**TASK PROMPT:**
Return each line of the material below that contains the string "reflection".

** start AVAILABLE RECORDS **

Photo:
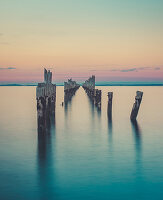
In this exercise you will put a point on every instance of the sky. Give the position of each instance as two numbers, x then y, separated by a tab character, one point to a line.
115	40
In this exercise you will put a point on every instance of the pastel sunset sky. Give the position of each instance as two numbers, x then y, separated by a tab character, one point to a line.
116	40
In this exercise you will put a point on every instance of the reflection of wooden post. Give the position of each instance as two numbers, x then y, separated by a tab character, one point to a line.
136	105
110	97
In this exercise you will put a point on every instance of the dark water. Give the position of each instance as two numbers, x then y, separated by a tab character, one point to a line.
83	156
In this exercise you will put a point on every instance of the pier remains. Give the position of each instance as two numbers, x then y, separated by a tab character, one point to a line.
46	99
110	97
70	88
136	106
94	94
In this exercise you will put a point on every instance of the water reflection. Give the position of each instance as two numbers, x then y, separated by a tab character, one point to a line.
46	176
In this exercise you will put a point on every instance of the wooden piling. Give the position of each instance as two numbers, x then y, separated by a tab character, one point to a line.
136	106
46	98
110	97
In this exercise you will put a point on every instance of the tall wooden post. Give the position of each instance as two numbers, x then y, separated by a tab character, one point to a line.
135	109
110	97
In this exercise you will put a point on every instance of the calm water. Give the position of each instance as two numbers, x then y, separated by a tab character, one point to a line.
83	156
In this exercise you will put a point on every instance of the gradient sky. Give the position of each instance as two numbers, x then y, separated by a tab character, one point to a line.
117	40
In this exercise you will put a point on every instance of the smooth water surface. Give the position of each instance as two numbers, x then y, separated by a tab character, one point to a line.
85	156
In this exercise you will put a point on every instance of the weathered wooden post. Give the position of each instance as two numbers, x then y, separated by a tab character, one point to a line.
110	97
98	98
46	98
135	109
70	88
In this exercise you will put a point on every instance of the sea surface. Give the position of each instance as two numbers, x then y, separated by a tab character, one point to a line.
84	156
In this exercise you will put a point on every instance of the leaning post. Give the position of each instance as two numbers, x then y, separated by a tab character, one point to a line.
110	97
136	106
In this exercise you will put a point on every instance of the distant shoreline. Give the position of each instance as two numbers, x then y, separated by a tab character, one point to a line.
97	84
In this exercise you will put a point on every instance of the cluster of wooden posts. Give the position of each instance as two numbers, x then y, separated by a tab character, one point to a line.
70	88
46	98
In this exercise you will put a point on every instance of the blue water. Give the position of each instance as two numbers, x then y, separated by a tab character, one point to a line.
83	156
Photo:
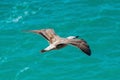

** end AVAILABLE RECORDS **

**EXERCISE RESPONSE:**
In this exercise you will put a point on every instance of the reflection of wooden post. Give the position of each instance as two numbers, x then y, separated by a tab character, one point to a line.
In this exercise you will put a point on every instance of the water reflection. Give the position of each instance as two numbers, x then y, separated by a tab character, one point to a line.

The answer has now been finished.